# Extrait du texte:
Alors, que faire ? Dans un monde quelque peu névrosé, où tous les parents et amis sont légèrement déséquilibrés, comment savoir qu’on l’est également ? On ne peut s’adresser à personne ; alors, que se passe- t-il dans un tel esprit, à présent qu’il ne dépend plus des autres, des livres, des psychologues, de l’autorité ? Que se passe-t-il dans cet esprit s’il se rend vraiment compte qu’il n’a la possibilité de s’adresser à personne ? La névrose résulte de la dépendance. On dépend de sa femme, du médecin, on devient tributaire de Dieu ou des psychologues. On s’est installé dans une série de dépendances en espérant trouver en elles la sécurité.
Quand on découvre qu’on ne peut dépendre de personne, qu’est-ce qui se passe ? On provoque une terrible révolution psychologique, qu’en général on n’affronte pas volontiers. On dépend de sa femme, elle vous encourage à dépendre d’elle et vice versa. Cela fait partie de la névrose dont on souffre. On ne doit pas la rejeter, mais l'examiner. Peut-on s'en libérer, peut-on ne pas dépendre de sa femme — du point de vue psychologique, bien entendu ? On ne le fera pas, car on est effrayé ; on veut d'elle quelque chose, des relations sexuelles, ou ceci ou cela. Ou bien elle se sert de vos propres idées pour vous inciter à dominer, à être ambitieux, ou bien elle vous appelle un merveilleux philosophe.

# Consigne:
Condensez le paragraphe du texte sur la névrose qui commence par « Alors, que faire ? », sans perdre ses idées essentielles.

# Données:
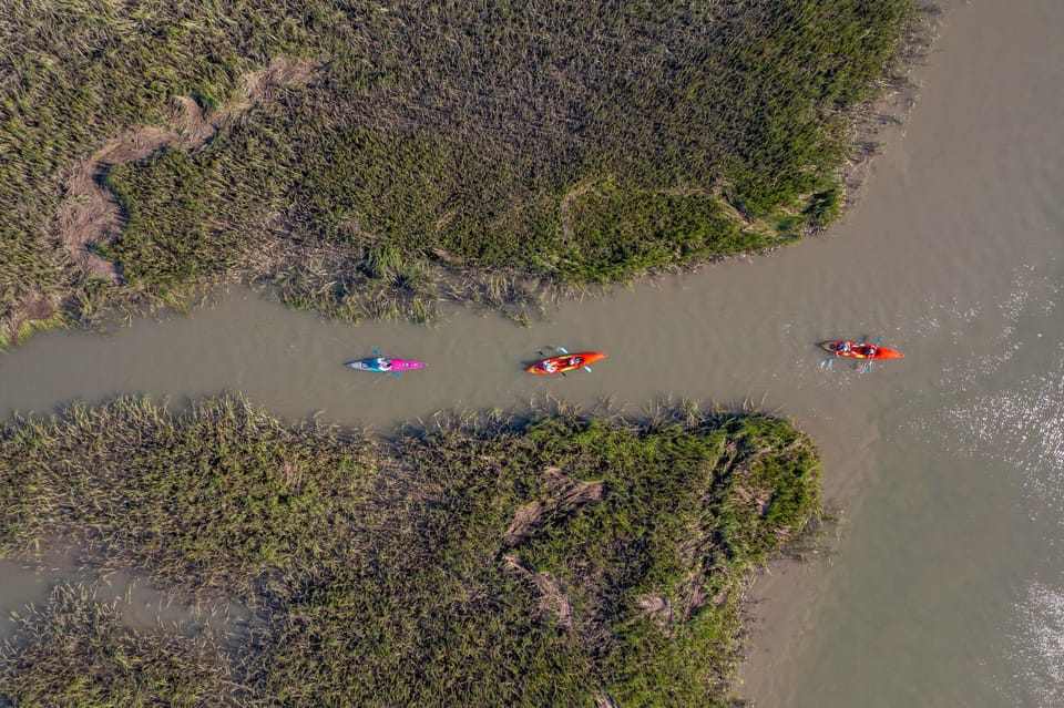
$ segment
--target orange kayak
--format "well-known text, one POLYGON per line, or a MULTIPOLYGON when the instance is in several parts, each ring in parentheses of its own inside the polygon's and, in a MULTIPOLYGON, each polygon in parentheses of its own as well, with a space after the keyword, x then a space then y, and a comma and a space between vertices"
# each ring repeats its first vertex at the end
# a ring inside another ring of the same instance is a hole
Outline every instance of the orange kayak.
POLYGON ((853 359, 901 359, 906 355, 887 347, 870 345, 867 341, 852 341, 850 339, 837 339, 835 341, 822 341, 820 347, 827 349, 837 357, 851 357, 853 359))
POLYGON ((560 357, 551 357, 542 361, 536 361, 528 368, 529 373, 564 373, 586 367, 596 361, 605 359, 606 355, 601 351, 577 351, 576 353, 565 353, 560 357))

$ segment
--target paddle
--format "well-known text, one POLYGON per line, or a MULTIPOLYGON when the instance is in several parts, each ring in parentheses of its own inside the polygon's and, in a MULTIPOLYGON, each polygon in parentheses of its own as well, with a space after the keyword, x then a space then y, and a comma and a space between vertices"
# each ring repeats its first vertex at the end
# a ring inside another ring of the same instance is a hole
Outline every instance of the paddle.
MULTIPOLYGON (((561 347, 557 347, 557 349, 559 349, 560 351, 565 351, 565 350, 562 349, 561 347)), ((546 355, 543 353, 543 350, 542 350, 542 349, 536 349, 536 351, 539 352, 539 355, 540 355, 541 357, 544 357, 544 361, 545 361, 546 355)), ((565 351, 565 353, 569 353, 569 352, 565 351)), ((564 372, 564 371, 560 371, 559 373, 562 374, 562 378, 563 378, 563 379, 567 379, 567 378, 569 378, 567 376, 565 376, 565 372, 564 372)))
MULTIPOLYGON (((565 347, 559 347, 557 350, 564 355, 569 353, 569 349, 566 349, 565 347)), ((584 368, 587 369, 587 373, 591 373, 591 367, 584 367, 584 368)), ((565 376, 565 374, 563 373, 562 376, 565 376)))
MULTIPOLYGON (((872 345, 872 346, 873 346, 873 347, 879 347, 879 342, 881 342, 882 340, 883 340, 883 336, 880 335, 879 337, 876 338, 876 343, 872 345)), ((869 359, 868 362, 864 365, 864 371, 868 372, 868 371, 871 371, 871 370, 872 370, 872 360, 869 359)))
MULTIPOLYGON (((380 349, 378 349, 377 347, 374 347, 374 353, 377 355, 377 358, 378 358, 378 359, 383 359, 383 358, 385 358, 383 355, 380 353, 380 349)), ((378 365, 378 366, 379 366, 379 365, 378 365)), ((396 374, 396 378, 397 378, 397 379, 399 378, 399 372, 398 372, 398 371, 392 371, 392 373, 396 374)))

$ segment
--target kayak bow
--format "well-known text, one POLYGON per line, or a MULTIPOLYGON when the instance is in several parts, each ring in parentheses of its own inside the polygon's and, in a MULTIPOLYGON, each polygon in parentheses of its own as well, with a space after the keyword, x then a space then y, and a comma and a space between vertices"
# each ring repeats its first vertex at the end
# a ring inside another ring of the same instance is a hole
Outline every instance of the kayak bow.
---
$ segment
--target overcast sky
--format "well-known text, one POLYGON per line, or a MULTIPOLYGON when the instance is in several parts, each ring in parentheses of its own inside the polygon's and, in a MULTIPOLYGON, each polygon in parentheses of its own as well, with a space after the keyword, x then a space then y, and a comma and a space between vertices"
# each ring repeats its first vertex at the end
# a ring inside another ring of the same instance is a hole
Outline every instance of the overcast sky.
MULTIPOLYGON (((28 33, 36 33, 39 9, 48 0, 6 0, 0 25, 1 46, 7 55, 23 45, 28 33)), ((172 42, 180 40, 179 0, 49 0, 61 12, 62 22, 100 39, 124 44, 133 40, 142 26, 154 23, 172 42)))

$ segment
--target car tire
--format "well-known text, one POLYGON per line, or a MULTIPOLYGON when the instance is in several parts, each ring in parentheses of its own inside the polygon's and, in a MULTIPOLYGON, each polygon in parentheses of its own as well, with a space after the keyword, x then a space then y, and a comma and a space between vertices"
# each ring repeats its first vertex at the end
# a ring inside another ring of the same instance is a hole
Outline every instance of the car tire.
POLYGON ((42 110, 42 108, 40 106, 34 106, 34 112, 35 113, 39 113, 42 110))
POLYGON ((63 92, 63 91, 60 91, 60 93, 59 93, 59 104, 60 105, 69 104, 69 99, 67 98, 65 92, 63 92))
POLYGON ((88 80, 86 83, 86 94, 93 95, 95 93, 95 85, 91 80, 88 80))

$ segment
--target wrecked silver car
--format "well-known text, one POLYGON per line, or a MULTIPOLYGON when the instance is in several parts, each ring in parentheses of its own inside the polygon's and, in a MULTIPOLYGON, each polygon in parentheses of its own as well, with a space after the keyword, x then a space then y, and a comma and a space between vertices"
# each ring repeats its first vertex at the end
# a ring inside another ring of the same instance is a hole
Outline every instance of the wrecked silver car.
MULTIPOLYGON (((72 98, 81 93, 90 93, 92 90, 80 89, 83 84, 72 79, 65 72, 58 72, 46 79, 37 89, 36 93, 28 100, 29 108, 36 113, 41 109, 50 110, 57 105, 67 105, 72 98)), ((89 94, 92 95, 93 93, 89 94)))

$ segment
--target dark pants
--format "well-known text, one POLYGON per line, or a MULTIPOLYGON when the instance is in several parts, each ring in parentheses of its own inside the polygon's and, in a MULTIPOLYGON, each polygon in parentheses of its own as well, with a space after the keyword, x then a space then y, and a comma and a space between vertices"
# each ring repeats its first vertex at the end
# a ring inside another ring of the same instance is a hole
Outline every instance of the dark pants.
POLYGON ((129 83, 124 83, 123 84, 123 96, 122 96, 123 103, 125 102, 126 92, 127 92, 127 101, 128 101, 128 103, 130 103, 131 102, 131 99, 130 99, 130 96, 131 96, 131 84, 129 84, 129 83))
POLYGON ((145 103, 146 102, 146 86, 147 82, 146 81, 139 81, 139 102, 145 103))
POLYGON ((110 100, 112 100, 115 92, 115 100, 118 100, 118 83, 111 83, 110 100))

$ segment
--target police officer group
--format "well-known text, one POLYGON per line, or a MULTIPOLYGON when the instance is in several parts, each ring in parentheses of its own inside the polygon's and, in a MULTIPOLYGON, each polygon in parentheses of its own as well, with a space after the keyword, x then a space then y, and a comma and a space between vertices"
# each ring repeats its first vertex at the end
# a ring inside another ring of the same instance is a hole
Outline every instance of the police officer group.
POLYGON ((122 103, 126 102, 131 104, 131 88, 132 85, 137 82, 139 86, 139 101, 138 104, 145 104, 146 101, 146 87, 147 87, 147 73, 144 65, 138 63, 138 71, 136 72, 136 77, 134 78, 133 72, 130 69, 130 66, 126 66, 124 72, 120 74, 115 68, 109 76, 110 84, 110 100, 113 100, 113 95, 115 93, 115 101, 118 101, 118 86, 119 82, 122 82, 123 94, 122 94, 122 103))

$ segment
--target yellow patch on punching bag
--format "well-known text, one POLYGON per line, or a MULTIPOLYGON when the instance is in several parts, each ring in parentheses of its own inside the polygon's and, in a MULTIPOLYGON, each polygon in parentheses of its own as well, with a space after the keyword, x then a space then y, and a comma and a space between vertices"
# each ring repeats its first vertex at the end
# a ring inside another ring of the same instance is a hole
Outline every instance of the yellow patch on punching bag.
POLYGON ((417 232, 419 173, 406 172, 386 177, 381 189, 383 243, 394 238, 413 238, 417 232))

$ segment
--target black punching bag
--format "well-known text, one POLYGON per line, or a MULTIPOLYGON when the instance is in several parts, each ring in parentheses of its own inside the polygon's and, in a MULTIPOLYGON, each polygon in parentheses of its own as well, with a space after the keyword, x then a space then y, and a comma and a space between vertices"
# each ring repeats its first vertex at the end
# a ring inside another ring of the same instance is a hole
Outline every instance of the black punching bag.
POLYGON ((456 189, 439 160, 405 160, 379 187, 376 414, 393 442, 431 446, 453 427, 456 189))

# Réponse attendue:
Dans un monde un peu névrosé, où parents et amis sont légèrement déséquilibrés, il est difficile de savoir si on l'est soi-même, car on ne peut s'adresser à personne. Le texte demande alors ce qui se passe dans un esprit qui ne dépend plus des autres, des livres, des psychologues ni de l'autorité. Selon lui, la névrose naît de la dépendance envers sa femme, le médecin, Dieu ou les psychologues, dans laquelle on s'installe en espérant y trouver la sécurité.